Task: Count the lines in the data below that contain the string "instance", treating uppercase and lowercase letters as distinct, and reply with the number alone.

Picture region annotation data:
◇ ◇ ◇ ◇

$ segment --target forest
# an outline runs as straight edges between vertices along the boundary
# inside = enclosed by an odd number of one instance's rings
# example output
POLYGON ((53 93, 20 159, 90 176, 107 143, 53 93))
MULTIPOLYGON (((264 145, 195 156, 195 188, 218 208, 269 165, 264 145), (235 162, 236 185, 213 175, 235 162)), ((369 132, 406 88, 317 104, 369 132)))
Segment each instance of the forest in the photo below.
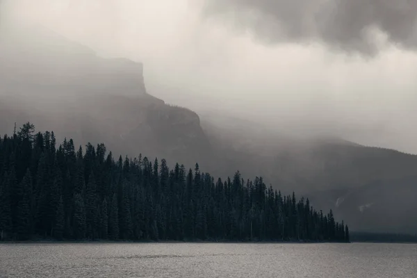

◇ ◇ ◇ ◇

Task result: 2